#### EXERCISE BRIEF
Turn every line of the entries below into a JSON list of strings, one string per line, skipping any blank lines. Leave the pictures out of your answer.

(Photo object pointing entries)
----

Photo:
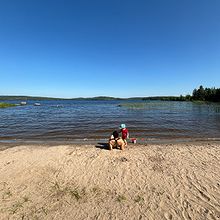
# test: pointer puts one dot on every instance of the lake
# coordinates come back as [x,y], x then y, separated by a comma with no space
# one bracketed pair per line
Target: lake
[74,120]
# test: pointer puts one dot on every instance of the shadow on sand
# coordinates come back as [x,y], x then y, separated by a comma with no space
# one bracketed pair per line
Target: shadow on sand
[103,146]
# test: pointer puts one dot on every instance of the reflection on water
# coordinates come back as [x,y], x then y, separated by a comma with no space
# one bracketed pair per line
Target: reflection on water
[71,120]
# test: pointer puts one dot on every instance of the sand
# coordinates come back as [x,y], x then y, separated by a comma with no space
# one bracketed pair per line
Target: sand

----

#### FINAL ANSWER
[
  "Photo:",
  "# test: pointer puts one dot on every instance of the lake",
  "# coordinates come back as [x,y], x then y, separated by a comma with no space",
  "# one bracketed pair per line",
  "Target: lake",
  "[74,120]",
  "# test: pointer puts one dot on every instance of the shadow on sand",
  "# coordinates come back as [x,y], x then y, separated by a comma with no space",
  "# one bracketed pair per line",
  "Target: shadow on sand",
  "[103,146]",
  "# test: pointer puts one dot on every instance of the reflection on water",
  "# coordinates come back as [x,y], x then y, separated by a comma with no space",
  "# one bracketed pair per line",
  "Target: reflection on water",
  "[71,120]",
  "# test: pointer puts one dot on every instance of the sand",
  "# coordinates come back as [x,y], x then y, separated by a comma with no space",
  "# one bracketed pair per line",
  "Target: sand"
]